Reproduce the rows below with every "guardrail" swapped for "crash barrier" and nothing else changed. Leave the pictures out of your answer.

--- BEGIN Data excerpts ---

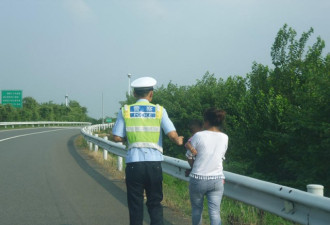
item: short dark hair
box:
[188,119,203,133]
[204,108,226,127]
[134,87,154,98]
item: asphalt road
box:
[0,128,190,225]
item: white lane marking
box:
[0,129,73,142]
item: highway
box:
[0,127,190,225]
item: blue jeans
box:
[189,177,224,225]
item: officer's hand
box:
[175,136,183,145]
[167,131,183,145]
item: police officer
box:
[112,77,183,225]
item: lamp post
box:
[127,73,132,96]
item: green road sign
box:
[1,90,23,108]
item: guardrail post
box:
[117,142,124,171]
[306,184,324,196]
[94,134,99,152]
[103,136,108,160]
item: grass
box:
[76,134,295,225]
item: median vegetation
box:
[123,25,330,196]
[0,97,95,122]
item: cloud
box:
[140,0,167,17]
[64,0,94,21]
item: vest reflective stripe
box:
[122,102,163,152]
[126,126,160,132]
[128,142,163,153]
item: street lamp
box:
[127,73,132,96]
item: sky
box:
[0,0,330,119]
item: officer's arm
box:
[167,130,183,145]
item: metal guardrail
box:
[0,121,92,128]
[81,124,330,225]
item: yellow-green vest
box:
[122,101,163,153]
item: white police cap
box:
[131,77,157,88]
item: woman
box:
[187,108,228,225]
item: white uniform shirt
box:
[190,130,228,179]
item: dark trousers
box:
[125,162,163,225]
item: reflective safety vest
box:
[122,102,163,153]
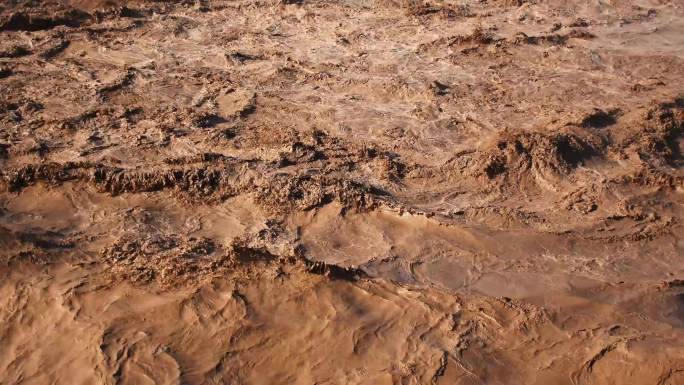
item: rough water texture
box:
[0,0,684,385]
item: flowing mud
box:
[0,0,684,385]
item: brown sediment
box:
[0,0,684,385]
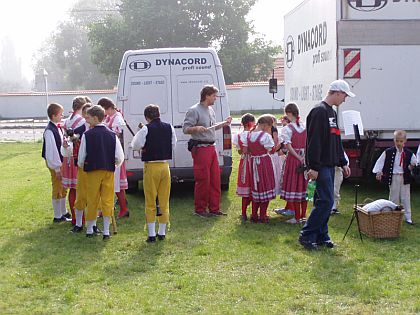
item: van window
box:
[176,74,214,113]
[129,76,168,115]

--- END Data excerpts ---

Solution to this exercise:
item: short dark hair
box:
[188,119,203,133]
[204,108,226,127]
[134,87,154,98]
item: asphalt road
box:
[0,128,190,225]
item: white lane marking
box:
[0,129,73,142]
item: highway
box:
[0,127,190,225]
item: blue jeans
box:
[189,177,224,225]
item: officer's hand
box:
[175,136,183,145]
[167,131,183,145]
item: police officer
box:
[112,77,183,225]
item: lamp post
box:
[127,73,132,96]
item: green road sign
box:
[1,90,23,108]
item: crash barrier post
box:
[117,142,124,171]
[306,184,324,196]
[94,134,99,152]
[103,136,108,160]
item: grass
box:
[76,134,295,225]
item: median vegetation
box:
[123,25,330,196]
[0,97,95,122]
item: cloud
box:
[140,0,167,17]
[64,0,94,21]
item: vest reflective stripe
box:
[122,102,163,152]
[126,126,160,132]
[128,142,163,153]
item: street lamp
box:
[127,73,132,96]
item: sky
box:
[0,0,330,119]
item: officer's arm
box:
[167,130,183,145]
item: metal crash barrier
box:
[0,121,92,128]
[81,124,330,225]
item: yellow-green vest
box:
[122,101,163,153]
item: white police cap
box:
[131,77,157,88]
item: woman
box:
[187,108,228,225]
item: white uniform shirt
box:
[190,130,228,179]
item: dark trousers
box:
[125,162,163,225]
item: reflective safety vest
box:
[122,102,163,153]
item: rough water texture
box:
[0,0,684,385]
item: flowing mud
box:
[0,0,684,385]
item: brown sediment
box:
[0,0,684,385]
item: van window
box:
[176,74,214,113]
[129,76,168,115]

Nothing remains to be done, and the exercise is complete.